Data in this exercise ::
▼

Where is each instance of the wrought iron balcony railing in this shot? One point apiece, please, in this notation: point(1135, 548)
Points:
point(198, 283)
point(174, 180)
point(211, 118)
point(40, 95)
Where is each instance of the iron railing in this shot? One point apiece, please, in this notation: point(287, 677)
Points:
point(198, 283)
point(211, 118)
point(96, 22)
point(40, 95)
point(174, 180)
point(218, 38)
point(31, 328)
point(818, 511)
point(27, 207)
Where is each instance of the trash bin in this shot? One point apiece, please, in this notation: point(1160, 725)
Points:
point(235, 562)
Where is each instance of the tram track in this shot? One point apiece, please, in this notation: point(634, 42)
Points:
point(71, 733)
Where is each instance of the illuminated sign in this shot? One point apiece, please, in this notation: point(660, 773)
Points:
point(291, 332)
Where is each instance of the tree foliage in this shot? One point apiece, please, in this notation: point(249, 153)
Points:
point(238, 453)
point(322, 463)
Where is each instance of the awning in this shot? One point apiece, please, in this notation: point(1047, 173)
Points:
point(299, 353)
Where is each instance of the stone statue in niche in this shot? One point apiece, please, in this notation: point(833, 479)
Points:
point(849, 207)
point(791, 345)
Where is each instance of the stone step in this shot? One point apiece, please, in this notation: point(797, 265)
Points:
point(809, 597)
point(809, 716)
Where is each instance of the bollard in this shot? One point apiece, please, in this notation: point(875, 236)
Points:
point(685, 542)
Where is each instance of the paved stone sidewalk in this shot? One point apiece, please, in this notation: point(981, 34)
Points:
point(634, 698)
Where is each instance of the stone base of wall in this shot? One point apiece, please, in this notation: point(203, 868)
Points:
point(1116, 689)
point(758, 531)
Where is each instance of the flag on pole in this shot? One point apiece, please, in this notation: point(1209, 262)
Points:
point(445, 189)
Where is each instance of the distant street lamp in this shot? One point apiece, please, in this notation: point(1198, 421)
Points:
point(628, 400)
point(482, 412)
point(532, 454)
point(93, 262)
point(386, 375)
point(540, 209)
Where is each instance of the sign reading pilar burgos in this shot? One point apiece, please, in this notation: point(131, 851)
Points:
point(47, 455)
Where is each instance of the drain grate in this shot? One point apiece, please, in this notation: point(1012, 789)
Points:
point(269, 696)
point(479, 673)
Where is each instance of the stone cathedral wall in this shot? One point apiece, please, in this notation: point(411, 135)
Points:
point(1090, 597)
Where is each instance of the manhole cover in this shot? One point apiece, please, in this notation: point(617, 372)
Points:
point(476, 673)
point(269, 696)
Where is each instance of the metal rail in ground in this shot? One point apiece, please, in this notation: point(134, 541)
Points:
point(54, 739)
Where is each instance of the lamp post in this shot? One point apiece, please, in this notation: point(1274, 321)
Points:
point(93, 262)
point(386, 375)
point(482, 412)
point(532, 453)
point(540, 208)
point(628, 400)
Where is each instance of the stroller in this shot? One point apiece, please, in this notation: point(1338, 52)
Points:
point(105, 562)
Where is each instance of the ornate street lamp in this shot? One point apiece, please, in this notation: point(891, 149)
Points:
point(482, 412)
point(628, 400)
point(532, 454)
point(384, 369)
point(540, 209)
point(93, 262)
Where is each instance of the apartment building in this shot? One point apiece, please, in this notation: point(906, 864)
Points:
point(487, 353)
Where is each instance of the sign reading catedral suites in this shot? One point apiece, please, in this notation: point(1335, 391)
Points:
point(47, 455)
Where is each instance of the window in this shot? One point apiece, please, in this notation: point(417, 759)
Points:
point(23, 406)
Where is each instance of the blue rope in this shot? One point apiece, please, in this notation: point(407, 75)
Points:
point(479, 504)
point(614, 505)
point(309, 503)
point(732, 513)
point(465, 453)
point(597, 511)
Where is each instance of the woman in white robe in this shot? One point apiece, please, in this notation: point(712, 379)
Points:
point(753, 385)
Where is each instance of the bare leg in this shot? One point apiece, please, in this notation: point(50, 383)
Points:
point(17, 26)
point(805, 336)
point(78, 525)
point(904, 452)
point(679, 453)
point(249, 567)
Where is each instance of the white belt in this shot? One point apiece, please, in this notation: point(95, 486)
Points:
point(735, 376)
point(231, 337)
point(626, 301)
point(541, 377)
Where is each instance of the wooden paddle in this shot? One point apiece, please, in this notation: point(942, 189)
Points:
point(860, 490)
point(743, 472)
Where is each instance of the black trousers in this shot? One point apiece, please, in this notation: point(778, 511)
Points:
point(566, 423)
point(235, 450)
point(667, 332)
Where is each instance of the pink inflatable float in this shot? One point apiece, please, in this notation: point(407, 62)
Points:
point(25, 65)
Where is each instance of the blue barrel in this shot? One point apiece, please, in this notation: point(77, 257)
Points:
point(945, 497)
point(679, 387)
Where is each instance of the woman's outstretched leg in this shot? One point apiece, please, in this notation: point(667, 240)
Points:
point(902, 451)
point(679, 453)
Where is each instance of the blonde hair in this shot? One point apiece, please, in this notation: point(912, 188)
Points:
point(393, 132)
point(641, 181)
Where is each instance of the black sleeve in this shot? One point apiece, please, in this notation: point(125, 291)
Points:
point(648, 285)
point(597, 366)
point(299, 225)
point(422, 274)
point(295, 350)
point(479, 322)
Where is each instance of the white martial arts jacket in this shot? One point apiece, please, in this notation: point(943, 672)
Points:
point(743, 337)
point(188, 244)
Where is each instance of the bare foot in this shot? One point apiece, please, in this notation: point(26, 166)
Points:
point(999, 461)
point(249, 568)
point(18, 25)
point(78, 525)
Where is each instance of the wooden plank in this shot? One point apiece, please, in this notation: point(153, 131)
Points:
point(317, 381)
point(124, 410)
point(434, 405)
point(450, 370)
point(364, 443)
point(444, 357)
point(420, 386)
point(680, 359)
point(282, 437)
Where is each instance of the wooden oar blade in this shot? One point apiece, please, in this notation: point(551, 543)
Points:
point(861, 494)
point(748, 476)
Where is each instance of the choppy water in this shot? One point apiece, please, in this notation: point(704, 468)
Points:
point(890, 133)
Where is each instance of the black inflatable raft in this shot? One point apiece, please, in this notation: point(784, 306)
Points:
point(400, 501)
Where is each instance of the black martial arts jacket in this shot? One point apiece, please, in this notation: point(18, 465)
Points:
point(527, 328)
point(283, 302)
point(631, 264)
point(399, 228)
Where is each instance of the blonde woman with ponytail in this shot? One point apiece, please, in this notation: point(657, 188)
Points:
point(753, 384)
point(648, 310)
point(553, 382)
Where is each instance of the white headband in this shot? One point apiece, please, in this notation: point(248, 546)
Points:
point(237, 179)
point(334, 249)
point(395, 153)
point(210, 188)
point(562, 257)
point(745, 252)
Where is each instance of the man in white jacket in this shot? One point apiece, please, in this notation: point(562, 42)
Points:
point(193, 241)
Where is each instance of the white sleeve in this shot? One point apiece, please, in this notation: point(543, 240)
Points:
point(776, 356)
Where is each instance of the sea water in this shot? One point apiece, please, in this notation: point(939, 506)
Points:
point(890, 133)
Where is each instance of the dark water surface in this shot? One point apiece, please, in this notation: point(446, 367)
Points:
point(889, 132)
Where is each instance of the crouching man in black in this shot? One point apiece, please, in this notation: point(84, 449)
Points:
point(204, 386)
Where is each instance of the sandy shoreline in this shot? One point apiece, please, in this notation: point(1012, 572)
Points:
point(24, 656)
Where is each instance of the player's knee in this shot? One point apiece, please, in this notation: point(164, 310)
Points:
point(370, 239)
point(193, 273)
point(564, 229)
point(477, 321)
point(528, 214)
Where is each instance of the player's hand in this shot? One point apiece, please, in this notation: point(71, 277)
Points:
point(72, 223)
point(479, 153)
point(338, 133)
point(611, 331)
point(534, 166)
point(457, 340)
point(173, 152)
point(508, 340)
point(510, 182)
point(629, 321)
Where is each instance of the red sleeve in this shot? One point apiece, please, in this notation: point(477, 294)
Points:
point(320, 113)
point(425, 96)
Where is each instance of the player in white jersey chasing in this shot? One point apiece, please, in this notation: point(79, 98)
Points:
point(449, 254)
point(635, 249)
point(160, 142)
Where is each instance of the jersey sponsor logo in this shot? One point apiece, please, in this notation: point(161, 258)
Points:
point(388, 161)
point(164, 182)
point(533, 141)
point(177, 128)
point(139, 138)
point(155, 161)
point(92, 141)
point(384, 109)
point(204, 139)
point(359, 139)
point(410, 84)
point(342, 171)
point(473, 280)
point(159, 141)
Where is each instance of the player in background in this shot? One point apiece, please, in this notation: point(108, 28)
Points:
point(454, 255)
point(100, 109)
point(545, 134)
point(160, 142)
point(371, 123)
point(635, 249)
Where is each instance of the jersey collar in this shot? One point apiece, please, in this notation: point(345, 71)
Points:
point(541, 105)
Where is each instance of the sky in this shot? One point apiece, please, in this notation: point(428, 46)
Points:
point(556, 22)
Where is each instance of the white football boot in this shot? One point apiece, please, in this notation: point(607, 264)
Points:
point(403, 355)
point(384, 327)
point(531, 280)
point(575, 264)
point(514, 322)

▲

Required task :: Recast the lines as a Markdown table with the columns Nr and Line, starting at the line that has "Where is each instance of the bare leg" and stopping after the line that has "point(667, 332)". Number each line in order and leave out any blank lines.

Completed task ::
| Nr | Line |
|---|---|
| 1 | Where is each instance of the bare leg in this shot? One point apiece, please, in this notation: point(50, 383) |
| 2 | Points: |
| 3 | point(17, 26) |
| 4 | point(805, 336) |
| 5 | point(78, 525) |
| 6 | point(904, 452) |
| 7 | point(679, 453) |
| 8 | point(249, 567) |
| 9 | Where is each instance of the white belt in this shot? One point apiece, please, in this notation: point(95, 486) |
| 10 | Points: |
| 11 | point(735, 376) |
| 12 | point(231, 337) |
| 13 | point(626, 301) |
| 14 | point(541, 377) |
| 15 | Where is each instance of the wooden paddle in this shot? One point apiece, please, in this notation: point(942, 189) |
| 16 | Points: |
| 17 | point(860, 490) |
| 18 | point(743, 472) |
| 19 | Where is each instance of the black trousers in this shot? One point apiece, please, in this notation: point(778, 511) |
| 20 | Points: |
| 21 | point(566, 423) |
| 22 | point(235, 450) |
| 23 | point(667, 332) |